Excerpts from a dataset

────────────────────────────────────────

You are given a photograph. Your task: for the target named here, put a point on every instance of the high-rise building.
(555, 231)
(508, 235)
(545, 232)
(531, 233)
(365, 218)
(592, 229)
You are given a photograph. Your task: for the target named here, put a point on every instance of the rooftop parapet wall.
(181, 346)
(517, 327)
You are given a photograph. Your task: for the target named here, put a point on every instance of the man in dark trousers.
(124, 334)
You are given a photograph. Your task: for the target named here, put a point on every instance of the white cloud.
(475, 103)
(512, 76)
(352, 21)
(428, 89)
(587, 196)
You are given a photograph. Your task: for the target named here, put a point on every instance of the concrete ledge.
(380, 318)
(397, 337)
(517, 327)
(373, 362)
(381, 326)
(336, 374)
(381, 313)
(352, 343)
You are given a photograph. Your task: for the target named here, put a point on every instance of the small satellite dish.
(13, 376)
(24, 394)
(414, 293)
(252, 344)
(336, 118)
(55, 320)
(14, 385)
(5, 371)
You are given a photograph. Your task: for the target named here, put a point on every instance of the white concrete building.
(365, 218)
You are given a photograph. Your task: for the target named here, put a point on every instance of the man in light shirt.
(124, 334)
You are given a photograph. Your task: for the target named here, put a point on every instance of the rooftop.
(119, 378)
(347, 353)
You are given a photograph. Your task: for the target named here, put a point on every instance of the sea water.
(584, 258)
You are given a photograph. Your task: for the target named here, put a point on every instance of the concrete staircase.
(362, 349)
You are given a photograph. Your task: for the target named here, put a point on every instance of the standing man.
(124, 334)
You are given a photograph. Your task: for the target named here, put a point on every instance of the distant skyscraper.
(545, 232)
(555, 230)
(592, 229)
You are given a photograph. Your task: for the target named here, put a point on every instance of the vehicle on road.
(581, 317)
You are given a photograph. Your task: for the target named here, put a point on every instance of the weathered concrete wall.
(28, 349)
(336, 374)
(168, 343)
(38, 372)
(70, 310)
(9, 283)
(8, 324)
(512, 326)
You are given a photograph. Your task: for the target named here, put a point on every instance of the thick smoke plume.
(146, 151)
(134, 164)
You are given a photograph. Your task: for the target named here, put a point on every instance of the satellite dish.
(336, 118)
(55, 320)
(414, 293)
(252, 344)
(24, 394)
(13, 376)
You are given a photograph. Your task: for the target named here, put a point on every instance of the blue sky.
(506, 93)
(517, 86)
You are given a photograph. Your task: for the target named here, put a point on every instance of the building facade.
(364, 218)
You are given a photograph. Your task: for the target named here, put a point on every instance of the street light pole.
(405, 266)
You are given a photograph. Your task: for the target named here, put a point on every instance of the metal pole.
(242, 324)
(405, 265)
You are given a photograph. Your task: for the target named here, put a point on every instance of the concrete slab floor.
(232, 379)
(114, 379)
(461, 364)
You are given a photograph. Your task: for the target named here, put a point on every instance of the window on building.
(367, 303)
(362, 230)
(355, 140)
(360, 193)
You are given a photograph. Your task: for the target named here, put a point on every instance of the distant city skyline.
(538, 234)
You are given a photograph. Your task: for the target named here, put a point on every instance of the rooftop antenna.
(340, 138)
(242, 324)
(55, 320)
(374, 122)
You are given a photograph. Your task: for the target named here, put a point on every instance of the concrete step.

────────────────────────────────────────

__To do__
For this exercise, output all the data exactly as shown above.

__Task response__
You are given a photograph. Your task: for the target named here, put a point on every instance of the high-rise building.
(555, 231)
(508, 235)
(545, 232)
(531, 233)
(365, 218)
(592, 229)
You are given a photograph. Your task: for the target named here, put a point on every instance of the rooftop parapet wall.
(181, 346)
(517, 327)
You are given a photograph. Your task: for the target named here, put a point on every instance of the man in dark trousers.
(124, 334)
You are given a photograph. Your task: for the target named here, put a point on every instance of the white cloud.
(475, 103)
(512, 76)
(352, 21)
(428, 89)
(587, 196)
You are given a photograph. Your task: for the target named here, put a point on every instance of the concrete ledge.
(380, 318)
(397, 337)
(517, 327)
(373, 362)
(381, 326)
(336, 374)
(381, 313)
(352, 343)
You are given a photograph. Your task: for the target named here, put a point on every instance of the small satellite dish.
(13, 376)
(24, 394)
(414, 293)
(252, 344)
(336, 118)
(55, 320)
(14, 385)
(5, 371)
You are given a photograph. Your task: for the target named here, put a point on every instance of the white concrete building.
(365, 218)
You are given a photograph. Your task: for the target named here, put a point on every instance of the man in light shirt.
(124, 334)
You are given a photograph. Your task: for the target named here, put a point on every instance of the rooftop.
(119, 378)
(347, 353)
You are given a photograph. Your task: for the target named here, put a point on every instance of the sea water.
(584, 258)
You are given a photograph. Your task: for the target named here, put a point on every instance of the concrete staircase.
(362, 349)
You are given a photograph. Your task: for the target named here, put a point on every instance of the standing man.
(124, 334)
You are given a photograph. Your task: for the target named here, put a point on every instance of the distant skyscraper.
(545, 232)
(555, 230)
(592, 229)
You are given a photograph. Your task: for the target named here, put a point on every instance of the vehicle on road.
(581, 317)
You are given a photograph. Your task: for the target named here, put a point on every instance of the weathered concrete wall.
(28, 349)
(336, 374)
(168, 343)
(38, 372)
(70, 310)
(9, 283)
(8, 324)
(512, 326)
You are given a photograph. Your task: for the target named here, put a point on every instance of the thick smoke plume.
(146, 151)
(134, 164)
You are given a photograph. Your task: for the target named here, put a point on every instance of the satellite dish.
(336, 118)
(55, 320)
(414, 293)
(252, 344)
(24, 394)
(13, 376)
You are given a photograph. Your task: for the target named here, put a point on every instance of the blue sky.
(506, 93)
(517, 86)
You are given a photograph. Your task: for the target named here, put a point on every instance of the building facade.
(364, 218)
You are given a photograph. Your task: for the target named here, put a point on every instance of the street light pole.
(405, 266)
You are given a photograph. Your task: for the target named here, put a point on every instance of the metal pole.
(242, 324)
(405, 265)
You are given a photograph. Your task: for the target named here, put a point on every instance of the concrete slab floor.
(232, 379)
(114, 379)
(461, 364)
You are given a photograph. Your task: for the target named here, put a point on every instance of the window on building.
(367, 303)
(362, 230)
(355, 140)
(360, 193)
You are given a photograph. Your task: for the target named here, put a point on every instance of the distant city skyline.
(538, 234)
You are given a photograph. Your task: for the target named here, put a point on every instance of the rooftop antenna.
(340, 138)
(242, 324)
(55, 320)
(374, 122)
You are given a photograph. Your task: for the target named here, put a point on every instance of the concrete step.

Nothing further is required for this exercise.